• **Aim**:
Rewrite the data below, replacing every "instance" with "occurrence" and leaving everything else unchanged, and omit the pictures from your answer.

• **Provided material**:

+ + + + + + +

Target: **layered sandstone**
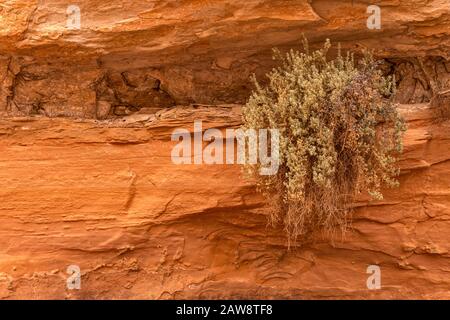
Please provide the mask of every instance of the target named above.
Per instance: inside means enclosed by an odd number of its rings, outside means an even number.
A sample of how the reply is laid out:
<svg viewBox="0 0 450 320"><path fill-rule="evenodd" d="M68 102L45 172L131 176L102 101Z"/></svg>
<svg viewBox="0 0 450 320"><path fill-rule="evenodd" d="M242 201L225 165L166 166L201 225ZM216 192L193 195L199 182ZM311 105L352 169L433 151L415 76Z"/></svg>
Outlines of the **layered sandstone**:
<svg viewBox="0 0 450 320"><path fill-rule="evenodd" d="M66 1L0 3L0 298L450 298L447 1L383 1L380 30L365 1L77 3L80 30ZM302 33L386 58L408 131L400 188L289 251L238 165L175 165L170 135L239 126Z"/></svg>

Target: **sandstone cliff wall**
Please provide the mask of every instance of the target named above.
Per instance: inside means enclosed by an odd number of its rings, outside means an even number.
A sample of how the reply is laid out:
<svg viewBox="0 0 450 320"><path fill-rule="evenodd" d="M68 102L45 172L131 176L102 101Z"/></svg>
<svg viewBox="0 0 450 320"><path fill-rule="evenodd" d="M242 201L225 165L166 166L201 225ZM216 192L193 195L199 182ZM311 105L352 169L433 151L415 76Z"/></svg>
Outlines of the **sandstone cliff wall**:
<svg viewBox="0 0 450 320"><path fill-rule="evenodd" d="M68 5L0 3L0 298L450 298L447 1L381 1L380 30L367 1L82 0L80 30ZM386 58L409 129L401 187L288 251L239 166L174 165L170 134L238 126L302 33Z"/></svg>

+ + + + + + +

• **Full solution**:
Target: **layered sandstone**
Please provide the mask of every occurrence of the target named above.
Per occurrence: inside means enclosed by an odd number of its rings, outside means an even number.
A sample of how the reply is laid out:
<svg viewBox="0 0 450 320"><path fill-rule="evenodd" d="M68 102L45 172L131 176L102 101Z"/></svg>
<svg viewBox="0 0 450 320"><path fill-rule="evenodd" d="M242 201L225 165L166 166L201 225ZM216 192L193 195L199 182ZM311 105L352 169L433 151L415 76Z"/></svg>
Outlines of the **layered sandstone**:
<svg viewBox="0 0 450 320"><path fill-rule="evenodd" d="M66 1L0 3L0 298L450 298L447 1L383 1L380 30L365 1L77 3L80 30ZM302 33L386 58L408 131L400 188L289 251L238 165L175 165L170 135L239 126Z"/></svg>

Target: **sandstone cliff wall**
Please provide the mask of every occurrence of the target named above.
Per occurrence: inside means enclosed by an odd number of its rings, outside means an even number.
A sample of how the reply is laid out:
<svg viewBox="0 0 450 320"><path fill-rule="evenodd" d="M68 102L45 172L131 176L102 101Z"/></svg>
<svg viewBox="0 0 450 320"><path fill-rule="evenodd" d="M242 201L225 165L166 166L201 225ZM216 192L193 195L199 182ZM311 105L352 169L433 151L415 76Z"/></svg>
Outlines of the **sandstone cliff wall**:
<svg viewBox="0 0 450 320"><path fill-rule="evenodd" d="M68 5L0 3L0 298L450 298L447 1L381 1L380 30L367 1L82 0L80 30ZM386 58L409 129L401 187L288 251L239 166L174 165L170 134L238 126L302 33Z"/></svg>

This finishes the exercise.